Aim of the exercise
Pick out each line of the listing below that contains the string "Target", and copy those lines. Case counts.

** start Material shown **

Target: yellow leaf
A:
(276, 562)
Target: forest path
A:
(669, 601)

** end Material shown **

Answer to the problem
Target: yellow leaf
Target: forest path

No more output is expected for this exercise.